#### Task to carry out:
Give back the whole listing exactly as shown.

+---+

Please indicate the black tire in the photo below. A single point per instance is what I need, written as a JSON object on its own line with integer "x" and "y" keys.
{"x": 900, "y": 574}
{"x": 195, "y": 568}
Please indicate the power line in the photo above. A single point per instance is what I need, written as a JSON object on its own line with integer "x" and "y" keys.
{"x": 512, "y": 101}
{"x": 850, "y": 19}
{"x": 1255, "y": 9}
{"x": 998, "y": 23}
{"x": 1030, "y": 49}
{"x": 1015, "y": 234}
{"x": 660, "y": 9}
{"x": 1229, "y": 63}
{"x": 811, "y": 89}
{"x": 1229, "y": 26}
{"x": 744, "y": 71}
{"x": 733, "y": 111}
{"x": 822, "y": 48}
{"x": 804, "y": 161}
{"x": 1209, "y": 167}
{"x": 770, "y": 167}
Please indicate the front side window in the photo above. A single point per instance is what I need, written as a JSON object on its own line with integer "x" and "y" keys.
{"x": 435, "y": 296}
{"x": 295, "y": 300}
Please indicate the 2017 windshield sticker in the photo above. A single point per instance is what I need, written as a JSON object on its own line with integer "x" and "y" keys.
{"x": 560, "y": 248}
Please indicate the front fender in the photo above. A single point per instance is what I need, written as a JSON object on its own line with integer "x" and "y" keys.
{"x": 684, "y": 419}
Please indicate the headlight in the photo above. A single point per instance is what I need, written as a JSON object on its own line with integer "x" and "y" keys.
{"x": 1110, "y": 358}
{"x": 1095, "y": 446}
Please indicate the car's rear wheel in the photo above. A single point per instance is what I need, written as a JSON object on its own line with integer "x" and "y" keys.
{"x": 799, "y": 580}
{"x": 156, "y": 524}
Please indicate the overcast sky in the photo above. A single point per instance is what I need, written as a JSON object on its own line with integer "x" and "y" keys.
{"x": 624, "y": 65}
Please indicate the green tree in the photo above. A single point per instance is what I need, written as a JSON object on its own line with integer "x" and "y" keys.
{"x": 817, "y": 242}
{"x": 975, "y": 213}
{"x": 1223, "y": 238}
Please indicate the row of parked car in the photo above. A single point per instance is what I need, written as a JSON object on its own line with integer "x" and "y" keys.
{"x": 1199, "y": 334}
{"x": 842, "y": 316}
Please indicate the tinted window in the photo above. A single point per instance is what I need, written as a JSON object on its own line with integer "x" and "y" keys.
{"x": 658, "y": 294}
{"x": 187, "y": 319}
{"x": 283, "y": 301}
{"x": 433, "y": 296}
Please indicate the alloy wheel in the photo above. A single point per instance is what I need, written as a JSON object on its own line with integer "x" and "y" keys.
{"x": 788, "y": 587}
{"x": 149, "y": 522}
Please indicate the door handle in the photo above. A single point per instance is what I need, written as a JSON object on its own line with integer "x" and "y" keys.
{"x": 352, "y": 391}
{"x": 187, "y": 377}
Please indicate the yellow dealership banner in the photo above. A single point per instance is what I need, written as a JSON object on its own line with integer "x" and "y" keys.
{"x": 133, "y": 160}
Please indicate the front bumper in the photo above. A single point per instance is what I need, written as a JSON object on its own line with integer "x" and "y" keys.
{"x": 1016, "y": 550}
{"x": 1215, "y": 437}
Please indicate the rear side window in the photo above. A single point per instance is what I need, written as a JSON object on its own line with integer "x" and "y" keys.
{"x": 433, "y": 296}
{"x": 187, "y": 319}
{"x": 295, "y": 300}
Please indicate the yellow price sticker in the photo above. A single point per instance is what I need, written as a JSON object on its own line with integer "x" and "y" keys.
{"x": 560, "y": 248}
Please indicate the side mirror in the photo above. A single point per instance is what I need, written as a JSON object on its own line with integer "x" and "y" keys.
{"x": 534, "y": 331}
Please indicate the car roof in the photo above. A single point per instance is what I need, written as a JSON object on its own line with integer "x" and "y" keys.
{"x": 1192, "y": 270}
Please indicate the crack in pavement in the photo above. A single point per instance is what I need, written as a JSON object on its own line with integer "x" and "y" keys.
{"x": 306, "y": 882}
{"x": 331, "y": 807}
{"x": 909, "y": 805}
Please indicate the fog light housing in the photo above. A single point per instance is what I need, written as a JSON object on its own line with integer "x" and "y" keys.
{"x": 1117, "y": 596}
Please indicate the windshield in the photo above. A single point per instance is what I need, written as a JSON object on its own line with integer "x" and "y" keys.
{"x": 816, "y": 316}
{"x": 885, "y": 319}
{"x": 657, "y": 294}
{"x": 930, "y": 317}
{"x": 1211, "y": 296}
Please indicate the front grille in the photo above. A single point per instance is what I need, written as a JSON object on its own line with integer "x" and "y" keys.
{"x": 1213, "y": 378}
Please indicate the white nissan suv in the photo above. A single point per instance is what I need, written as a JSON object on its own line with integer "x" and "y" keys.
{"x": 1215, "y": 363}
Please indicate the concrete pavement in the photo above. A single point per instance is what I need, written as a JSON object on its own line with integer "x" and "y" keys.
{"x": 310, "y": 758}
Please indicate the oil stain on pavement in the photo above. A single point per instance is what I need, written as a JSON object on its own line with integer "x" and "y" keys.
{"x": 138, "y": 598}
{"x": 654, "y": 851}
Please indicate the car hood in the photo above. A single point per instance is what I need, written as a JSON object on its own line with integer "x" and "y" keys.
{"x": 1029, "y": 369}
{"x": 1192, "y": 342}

+---+

#### Reply:
Please indicate the black tire in the photo below. A single point per instance is what I need, written as a JSON object on its own line with integer "x" and "y" keys.
{"x": 900, "y": 574}
{"x": 195, "y": 568}
Please indicate the power line in the photo above. A single point per instance is what I need, written as a JSON object on its own line with integer "x" and "y" keys.
{"x": 512, "y": 101}
{"x": 850, "y": 19}
{"x": 1255, "y": 9}
{"x": 998, "y": 23}
{"x": 1030, "y": 49}
{"x": 1015, "y": 234}
{"x": 660, "y": 9}
{"x": 1229, "y": 63}
{"x": 811, "y": 89}
{"x": 1229, "y": 26}
{"x": 744, "y": 71}
{"x": 733, "y": 111}
{"x": 822, "y": 48}
{"x": 804, "y": 161}
{"x": 1209, "y": 167}
{"x": 770, "y": 167}
Please indicate the front side window in the photo above. A single point per instance is what I need, written as a JSON object on its own line with integer "x" and "y" keys.
{"x": 435, "y": 296}
{"x": 295, "y": 300}
Please indicate the 2017 windshield sticker in the photo above. A single point per instance is what I need, written as a JSON object on its own line with integer "x" and "y" keys.
{"x": 560, "y": 248}
Please indicate the front fender in the photo above. A single point per instance is what I need, written as a JSON object on its own line with integer "x" and "y" keys.
{"x": 684, "y": 419}
Please indicate the headlight in the photo above. A single point per instance is what I need, written as a JSON object on its own line with integer "x" and "y" keys.
{"x": 1110, "y": 358}
{"x": 1095, "y": 446}
Please indicate the car's rear wheel in the photo above. A single point per instance is what I need, written as a JSON object on its own line with integer "x" and "y" keys.
{"x": 799, "y": 580}
{"x": 156, "y": 524}
Please indicate the overcast sky in the photo above. A single point per instance is what I need, written as a JSON object on its own line with integer "x" and "y" keys.
{"x": 624, "y": 65}
Please indicate the green tree in the photo above. A single point per instance is what I need, written as a JSON object on its own line with integer "x" and "y" keys.
{"x": 817, "y": 242}
{"x": 975, "y": 213}
{"x": 1223, "y": 238}
Please indicate the row of parked car in the photo above. A single point per instance is what I need, written as a JSON object on its own line with integer "x" and "y" keys.
{"x": 1199, "y": 334}
{"x": 842, "y": 316}
Please indicate the tinted window in the photo above. A single point per instance is what I need, written as a JSON object on its own line with integer "x" and "y" keys.
{"x": 658, "y": 294}
{"x": 187, "y": 319}
{"x": 283, "y": 301}
{"x": 433, "y": 296}
Please indicate the alloy wheel in the photo above. A single point per instance is what I need, written as a JSON object on its own line with integer "x" and "y" keys.
{"x": 788, "y": 587}
{"x": 149, "y": 522}
Please indicate the door handle in the photo above. A single point per instance is what I need, written as a JSON object on its own line with integer "x" and "y" keys.
{"x": 352, "y": 391}
{"x": 187, "y": 377}
Please indicate the yellow dealership banner in the photo above. A single point per instance is what I need, written as a JSON object on its own line with integer "x" and "y" keys.
{"x": 133, "y": 160}
Please indicate the front bumper in the photo above. A single point per instance is what I need, written as a JSON object on its own line with integer "x" and "y" keys.
{"x": 1016, "y": 550}
{"x": 1215, "y": 437}
Please indicate the rear side window in the photo above. A single point per instance is what I need, written as a JSON object on its own line with integer "x" and "y" keys.
{"x": 433, "y": 296}
{"x": 187, "y": 319}
{"x": 295, "y": 300}
Please indicate the yellow price sticker in the photo above. A single point per instance is what I need, written as a JSON object on its own line with integer "x" and "y" keys.
{"x": 560, "y": 248}
Please indicate the side mirror in the photo above. A single point per instance is what I need, written as a JSON object on its own line with integer "x" and "y" keys.
{"x": 534, "y": 331}
Please indicate the car roof in the photo above. A single point per instance is what I need, written as a JSON object on its own line with integer "x" and "y" keys.
{"x": 1192, "y": 270}
Please indicate the crack in pavement in the photo above. A single point per instance is what I need, written as a JSON object on its own line with integer "x" and "y" keys.
{"x": 306, "y": 882}
{"x": 331, "y": 807}
{"x": 909, "y": 805}
Please indicate the fog light housing in the photo above. A single point per instance is what I need, written as a JSON object on its own line with integer "x" and "y" keys.
{"x": 1117, "y": 596}
Please indicate the windshield in the photo above. A single point per instance is what I need, written as a JSON object on its own line with integer "x" and "y" keys.
{"x": 816, "y": 316}
{"x": 885, "y": 319}
{"x": 657, "y": 294}
{"x": 930, "y": 317}
{"x": 1211, "y": 296}
Please indicate the front grille in the photo above. A single point per instance is what I need, written as a JSON object on its own line with integer "x" and "y" keys.
{"x": 1213, "y": 378}
Please indicate the white nissan suv in the photo above. A single point per instance is what I need, written as a JSON object on its own line with integer "x" and "y" keys.
{"x": 1215, "y": 363}
Please indicate the concrete pavement in the photo above. A single point per instance is what I need, written as a JSON object on its own line with integer "x" and "y" keys.
{"x": 310, "y": 758}
Please indicate the oil stain on pavement in the photo above. A single point per instance is what I need, written as a JSON object on its own line with integer "x" and "y" keys.
{"x": 138, "y": 598}
{"x": 654, "y": 851}
Please indicate the car hood in the photo above. A single point per instance is what I need, written as a JSON object on its own line with integer "x" and "y" keys.
{"x": 1029, "y": 369}
{"x": 1192, "y": 342}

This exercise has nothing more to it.